====== RECORDS SUPPLIED
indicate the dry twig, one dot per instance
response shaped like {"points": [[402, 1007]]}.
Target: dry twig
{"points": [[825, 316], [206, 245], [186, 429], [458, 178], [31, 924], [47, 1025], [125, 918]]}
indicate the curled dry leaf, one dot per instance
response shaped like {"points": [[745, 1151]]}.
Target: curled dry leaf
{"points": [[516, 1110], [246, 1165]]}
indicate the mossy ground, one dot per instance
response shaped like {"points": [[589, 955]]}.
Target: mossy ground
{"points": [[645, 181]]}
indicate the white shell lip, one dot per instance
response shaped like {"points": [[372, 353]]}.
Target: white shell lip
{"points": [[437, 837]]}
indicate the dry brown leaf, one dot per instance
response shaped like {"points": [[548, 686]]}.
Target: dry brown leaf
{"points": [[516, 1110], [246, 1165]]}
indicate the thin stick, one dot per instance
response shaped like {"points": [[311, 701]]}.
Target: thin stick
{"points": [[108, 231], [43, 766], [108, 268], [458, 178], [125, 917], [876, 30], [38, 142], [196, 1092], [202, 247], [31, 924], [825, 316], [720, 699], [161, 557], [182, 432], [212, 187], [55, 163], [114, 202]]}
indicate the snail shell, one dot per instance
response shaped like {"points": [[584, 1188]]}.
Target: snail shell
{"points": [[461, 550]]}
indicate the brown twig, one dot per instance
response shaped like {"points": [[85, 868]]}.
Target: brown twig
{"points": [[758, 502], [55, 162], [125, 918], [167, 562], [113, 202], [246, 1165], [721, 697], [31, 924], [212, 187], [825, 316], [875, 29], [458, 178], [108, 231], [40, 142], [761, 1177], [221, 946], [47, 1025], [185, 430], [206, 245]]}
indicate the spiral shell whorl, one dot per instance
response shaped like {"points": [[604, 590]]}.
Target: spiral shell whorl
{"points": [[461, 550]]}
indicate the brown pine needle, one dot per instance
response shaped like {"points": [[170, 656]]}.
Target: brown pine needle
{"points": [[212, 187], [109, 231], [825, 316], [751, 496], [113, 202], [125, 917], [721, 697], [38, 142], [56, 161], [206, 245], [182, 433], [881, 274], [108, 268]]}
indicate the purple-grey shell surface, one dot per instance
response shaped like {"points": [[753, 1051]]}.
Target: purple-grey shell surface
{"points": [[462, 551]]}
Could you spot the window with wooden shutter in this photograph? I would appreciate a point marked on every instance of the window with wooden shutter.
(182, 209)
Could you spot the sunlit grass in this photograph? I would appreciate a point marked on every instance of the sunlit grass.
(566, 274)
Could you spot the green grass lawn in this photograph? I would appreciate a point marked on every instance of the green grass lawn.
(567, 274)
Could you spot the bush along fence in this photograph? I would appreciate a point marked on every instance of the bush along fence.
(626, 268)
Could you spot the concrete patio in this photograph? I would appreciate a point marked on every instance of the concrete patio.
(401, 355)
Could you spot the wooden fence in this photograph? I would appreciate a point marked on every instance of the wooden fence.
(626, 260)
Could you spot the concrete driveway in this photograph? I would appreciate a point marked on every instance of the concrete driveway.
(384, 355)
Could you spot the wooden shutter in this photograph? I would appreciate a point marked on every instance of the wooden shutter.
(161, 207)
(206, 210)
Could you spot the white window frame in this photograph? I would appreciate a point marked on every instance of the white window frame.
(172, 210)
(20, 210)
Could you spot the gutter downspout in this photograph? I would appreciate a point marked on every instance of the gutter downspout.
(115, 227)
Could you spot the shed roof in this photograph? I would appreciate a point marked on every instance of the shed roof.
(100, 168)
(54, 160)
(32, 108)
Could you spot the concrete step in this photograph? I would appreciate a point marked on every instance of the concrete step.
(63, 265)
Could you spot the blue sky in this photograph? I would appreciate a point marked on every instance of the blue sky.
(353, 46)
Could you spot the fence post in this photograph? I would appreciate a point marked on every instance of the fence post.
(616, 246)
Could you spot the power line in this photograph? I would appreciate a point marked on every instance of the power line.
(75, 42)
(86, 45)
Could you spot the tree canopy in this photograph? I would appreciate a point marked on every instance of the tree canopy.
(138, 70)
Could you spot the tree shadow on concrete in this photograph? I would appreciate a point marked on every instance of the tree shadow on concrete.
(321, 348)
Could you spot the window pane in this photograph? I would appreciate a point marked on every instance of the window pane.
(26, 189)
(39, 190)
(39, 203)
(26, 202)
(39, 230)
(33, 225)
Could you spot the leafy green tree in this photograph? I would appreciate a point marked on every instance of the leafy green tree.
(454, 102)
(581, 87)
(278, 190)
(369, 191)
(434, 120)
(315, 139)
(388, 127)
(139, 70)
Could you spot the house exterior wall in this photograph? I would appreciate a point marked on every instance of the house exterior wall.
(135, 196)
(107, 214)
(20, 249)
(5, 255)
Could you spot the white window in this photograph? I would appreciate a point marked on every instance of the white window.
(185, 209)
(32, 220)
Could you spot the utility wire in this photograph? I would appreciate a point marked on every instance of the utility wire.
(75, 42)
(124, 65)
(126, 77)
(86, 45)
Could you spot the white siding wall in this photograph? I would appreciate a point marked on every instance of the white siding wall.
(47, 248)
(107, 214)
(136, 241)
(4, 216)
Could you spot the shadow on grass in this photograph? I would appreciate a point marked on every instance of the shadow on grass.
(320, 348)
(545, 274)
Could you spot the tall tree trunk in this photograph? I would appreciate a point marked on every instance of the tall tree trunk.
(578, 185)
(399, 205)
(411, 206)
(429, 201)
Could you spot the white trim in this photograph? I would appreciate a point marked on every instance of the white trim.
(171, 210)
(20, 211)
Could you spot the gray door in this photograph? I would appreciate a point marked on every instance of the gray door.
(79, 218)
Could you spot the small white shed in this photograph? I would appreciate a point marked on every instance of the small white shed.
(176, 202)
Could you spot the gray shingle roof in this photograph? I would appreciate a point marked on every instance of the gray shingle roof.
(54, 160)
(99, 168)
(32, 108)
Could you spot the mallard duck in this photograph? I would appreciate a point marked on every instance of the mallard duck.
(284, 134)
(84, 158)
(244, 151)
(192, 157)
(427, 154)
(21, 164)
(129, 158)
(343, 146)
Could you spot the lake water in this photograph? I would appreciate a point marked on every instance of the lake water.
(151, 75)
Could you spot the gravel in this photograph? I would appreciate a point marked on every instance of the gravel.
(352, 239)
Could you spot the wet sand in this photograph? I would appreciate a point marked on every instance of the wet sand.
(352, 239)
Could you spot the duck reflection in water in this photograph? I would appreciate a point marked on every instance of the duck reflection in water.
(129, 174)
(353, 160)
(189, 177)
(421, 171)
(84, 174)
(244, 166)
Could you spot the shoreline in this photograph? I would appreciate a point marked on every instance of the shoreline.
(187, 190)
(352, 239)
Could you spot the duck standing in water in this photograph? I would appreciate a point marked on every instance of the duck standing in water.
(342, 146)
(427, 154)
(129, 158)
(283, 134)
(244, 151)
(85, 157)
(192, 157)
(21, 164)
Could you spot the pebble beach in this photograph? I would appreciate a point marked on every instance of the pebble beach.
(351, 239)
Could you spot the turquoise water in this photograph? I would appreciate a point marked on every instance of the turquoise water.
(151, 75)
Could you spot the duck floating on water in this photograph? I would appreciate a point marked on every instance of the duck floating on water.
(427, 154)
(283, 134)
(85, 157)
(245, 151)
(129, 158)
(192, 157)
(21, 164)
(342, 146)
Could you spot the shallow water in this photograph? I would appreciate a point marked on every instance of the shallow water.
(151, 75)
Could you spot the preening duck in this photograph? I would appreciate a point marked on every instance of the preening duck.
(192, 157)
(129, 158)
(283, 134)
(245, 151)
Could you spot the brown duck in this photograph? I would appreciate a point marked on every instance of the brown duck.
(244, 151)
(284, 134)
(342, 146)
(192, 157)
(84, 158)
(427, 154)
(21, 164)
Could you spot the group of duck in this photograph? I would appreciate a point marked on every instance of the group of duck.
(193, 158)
============
== WHAT YOU ARE ASKED TO DO ==
The response consists of the lines above that contain "indicate".

== ANSWER BOX ==
indicate the dry twig, one dot per instance
indicate the curled dry leaf, one dot per instance
indicate the mossy ground, one dot per instance
indicate the white shell lip, one dot per instance
indicate the dry brown leaf, one dot per instance
indicate the thin stick, one dot per instance
indicate the snail shell, one dot per instance
indicate the brown twig, one dot per instance
indicate the spiral shell whorl, one dot per instance
indicate the brown pine needle, one dot per instance
indicate the purple-grey shell surface, one dot per instance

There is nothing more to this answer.